## Your objective
Copy the entries from the line with "the distant building" up to and including the line with "[(331, 238), (533, 25), (519, 91), (327, 38)]", requests included, multiplying every point coordinate in the answers by 1.65 and rounding to whole numbers, halves up. Leave the numbers in the requests and their format samples unchanged, and return only those lines.
-- start Provided data --
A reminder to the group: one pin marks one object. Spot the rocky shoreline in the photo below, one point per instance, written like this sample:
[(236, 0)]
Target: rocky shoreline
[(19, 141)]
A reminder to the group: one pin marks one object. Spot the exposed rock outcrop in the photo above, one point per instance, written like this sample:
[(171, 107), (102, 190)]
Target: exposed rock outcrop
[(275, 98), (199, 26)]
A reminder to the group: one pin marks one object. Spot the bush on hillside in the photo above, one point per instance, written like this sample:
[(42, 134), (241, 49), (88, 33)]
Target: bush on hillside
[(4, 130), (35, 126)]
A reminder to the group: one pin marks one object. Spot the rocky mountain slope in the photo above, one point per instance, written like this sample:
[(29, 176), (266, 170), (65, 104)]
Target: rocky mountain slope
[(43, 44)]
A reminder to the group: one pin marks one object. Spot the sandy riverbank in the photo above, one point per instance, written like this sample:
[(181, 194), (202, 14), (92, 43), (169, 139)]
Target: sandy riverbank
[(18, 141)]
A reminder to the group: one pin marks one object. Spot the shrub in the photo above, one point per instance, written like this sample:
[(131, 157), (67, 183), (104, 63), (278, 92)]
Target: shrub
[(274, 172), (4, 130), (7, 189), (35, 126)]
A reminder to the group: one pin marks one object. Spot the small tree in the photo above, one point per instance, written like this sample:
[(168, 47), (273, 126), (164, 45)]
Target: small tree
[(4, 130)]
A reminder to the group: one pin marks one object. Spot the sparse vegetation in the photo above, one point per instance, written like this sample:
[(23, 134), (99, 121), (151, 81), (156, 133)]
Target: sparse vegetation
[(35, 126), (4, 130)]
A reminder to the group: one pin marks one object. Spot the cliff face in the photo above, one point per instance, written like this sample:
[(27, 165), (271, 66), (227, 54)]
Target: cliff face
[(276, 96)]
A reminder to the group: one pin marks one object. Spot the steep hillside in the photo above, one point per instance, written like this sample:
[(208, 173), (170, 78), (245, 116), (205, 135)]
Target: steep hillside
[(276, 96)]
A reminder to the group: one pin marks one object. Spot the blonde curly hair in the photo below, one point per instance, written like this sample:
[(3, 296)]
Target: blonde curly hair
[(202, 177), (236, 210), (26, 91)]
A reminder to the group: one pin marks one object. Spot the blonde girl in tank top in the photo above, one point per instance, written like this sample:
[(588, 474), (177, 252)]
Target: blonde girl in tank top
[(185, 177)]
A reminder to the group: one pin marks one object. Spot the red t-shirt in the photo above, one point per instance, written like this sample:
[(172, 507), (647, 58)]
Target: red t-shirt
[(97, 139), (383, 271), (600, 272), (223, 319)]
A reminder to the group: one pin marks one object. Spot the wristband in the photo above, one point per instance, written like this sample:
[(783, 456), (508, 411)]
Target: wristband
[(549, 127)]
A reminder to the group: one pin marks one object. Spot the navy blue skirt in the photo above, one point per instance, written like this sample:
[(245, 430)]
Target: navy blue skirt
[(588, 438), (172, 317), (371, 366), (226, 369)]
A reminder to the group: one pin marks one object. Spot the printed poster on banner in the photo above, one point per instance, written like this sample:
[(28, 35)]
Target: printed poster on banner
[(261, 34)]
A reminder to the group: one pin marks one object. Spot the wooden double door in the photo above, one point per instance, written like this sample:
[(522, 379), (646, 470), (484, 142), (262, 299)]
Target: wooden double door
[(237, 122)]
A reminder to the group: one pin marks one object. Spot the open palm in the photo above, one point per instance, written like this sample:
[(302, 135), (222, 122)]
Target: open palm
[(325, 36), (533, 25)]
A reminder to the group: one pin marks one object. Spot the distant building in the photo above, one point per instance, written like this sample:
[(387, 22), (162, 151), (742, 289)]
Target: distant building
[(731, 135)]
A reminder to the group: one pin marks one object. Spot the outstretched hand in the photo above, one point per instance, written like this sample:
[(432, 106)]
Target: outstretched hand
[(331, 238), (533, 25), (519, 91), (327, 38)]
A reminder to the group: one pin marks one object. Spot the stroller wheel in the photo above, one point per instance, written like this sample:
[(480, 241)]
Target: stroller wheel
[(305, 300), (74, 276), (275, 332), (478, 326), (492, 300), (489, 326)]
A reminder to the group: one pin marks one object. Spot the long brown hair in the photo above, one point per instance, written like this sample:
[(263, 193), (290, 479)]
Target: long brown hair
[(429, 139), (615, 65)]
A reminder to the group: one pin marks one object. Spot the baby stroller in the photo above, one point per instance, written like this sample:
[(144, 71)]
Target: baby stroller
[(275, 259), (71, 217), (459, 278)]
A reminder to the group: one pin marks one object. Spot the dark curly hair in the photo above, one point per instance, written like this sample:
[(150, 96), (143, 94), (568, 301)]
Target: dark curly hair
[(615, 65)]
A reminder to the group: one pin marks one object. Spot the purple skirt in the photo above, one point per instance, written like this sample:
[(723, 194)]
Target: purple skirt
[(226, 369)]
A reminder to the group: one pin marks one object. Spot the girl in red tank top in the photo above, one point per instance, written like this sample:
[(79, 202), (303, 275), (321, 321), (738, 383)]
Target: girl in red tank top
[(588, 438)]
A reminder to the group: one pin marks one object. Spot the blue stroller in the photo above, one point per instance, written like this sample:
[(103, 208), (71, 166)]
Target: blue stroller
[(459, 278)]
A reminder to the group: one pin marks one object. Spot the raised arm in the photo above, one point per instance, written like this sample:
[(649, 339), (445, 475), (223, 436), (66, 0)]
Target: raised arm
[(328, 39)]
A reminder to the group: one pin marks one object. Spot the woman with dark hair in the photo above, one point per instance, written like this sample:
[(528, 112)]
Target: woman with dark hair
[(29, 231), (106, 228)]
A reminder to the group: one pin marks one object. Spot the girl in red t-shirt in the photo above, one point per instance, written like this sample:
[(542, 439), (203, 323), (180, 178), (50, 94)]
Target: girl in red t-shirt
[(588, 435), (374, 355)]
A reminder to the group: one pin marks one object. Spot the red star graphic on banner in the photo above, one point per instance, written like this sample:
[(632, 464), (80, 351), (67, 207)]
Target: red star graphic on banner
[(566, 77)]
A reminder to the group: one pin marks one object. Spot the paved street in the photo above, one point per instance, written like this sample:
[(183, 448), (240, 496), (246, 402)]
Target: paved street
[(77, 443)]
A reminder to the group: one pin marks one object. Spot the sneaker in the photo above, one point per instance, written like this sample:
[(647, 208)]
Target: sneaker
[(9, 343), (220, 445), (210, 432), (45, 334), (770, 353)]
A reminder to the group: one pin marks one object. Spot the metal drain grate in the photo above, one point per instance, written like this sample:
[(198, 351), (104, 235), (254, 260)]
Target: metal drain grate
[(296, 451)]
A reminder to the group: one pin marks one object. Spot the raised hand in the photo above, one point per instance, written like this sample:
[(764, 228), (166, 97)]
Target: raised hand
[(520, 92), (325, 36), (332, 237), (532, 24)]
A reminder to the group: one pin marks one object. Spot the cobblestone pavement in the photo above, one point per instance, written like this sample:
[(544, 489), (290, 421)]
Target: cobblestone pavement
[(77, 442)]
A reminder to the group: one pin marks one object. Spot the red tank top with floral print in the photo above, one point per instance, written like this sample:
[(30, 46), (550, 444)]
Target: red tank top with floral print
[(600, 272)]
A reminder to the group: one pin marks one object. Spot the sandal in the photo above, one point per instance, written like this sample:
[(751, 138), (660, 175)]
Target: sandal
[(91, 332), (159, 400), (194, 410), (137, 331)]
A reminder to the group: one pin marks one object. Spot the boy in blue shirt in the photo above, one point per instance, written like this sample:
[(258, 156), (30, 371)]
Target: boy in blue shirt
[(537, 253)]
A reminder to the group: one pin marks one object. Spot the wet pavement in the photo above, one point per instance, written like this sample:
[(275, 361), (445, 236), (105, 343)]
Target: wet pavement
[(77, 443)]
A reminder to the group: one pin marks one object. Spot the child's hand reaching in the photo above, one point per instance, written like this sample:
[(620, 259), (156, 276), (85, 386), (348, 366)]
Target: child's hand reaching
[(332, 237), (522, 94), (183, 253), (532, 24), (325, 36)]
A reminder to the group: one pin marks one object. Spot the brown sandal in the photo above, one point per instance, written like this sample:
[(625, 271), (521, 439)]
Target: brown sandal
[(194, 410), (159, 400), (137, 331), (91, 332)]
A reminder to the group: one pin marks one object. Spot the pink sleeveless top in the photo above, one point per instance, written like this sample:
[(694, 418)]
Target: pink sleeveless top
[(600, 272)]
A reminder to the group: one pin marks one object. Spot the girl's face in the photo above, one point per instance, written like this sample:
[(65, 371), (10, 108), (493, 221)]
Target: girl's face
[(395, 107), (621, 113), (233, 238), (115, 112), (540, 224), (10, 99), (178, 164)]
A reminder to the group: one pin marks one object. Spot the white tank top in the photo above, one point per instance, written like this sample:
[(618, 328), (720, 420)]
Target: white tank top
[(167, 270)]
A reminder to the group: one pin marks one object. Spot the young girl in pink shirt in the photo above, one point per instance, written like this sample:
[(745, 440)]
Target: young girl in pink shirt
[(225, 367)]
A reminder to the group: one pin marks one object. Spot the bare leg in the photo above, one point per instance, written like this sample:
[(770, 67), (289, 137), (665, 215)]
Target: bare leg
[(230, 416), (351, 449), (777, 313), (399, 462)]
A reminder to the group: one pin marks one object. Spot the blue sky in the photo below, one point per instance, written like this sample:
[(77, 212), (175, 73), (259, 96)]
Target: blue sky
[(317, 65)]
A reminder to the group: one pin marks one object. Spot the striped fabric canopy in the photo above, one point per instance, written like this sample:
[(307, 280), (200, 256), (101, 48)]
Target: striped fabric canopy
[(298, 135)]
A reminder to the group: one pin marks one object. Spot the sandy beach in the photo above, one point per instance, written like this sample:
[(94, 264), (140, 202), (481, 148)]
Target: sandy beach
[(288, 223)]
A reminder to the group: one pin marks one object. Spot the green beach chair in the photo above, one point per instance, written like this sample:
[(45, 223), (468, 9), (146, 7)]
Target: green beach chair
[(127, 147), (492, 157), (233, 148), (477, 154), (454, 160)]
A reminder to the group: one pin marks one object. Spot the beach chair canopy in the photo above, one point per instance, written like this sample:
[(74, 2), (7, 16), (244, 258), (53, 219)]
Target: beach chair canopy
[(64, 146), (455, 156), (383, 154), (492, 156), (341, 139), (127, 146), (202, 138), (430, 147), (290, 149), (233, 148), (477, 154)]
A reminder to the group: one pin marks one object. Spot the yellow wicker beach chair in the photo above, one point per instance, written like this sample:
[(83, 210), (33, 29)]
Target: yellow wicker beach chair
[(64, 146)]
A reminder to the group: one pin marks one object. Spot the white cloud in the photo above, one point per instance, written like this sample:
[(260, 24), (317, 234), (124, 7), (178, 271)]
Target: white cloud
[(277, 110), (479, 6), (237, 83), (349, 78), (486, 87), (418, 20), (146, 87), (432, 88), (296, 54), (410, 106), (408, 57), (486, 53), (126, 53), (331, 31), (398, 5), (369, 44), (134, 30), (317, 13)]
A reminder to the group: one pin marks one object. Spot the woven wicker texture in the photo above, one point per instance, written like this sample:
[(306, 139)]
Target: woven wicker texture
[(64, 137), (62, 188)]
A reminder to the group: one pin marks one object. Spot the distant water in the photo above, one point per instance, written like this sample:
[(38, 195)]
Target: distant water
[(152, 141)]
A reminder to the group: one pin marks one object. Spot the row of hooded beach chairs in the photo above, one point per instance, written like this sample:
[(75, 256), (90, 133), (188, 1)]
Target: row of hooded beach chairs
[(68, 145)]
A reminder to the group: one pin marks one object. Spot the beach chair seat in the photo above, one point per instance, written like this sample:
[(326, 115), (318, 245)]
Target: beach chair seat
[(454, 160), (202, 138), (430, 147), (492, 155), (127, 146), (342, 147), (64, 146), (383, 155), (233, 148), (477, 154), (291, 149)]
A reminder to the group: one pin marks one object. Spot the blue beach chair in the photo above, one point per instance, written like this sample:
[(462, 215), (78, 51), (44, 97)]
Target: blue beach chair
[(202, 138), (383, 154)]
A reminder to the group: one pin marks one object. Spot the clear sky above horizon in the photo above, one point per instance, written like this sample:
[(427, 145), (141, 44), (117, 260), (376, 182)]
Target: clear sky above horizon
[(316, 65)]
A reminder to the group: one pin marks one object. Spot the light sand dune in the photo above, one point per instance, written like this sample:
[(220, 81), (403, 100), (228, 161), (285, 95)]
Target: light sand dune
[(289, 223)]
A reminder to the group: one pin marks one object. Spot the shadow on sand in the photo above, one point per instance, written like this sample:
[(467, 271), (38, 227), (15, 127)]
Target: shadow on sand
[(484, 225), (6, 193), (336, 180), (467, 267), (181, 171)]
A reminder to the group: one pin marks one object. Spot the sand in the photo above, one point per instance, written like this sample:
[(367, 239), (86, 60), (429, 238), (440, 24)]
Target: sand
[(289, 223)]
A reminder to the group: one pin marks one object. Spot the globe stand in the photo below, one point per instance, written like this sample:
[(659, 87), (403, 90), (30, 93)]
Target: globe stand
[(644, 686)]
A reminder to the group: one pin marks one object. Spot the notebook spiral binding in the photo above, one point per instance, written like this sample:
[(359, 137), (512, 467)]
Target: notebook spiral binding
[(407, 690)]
-- end Provided data --
## Result
A reminder to the group: one pin marks one object. Spot the distant building in the photo above, one point per instance, written like this sample:
[(387, 22), (162, 151), (742, 289)]
Target: distant building
[(1206, 223)]
A reminder to the group: one pin marks one object. Spot the outstretched hand in the photo above, one point per instance, written like this sample:
[(432, 106)]
Target: outstretched hand
[(546, 393), (879, 41), (856, 150), (540, 63)]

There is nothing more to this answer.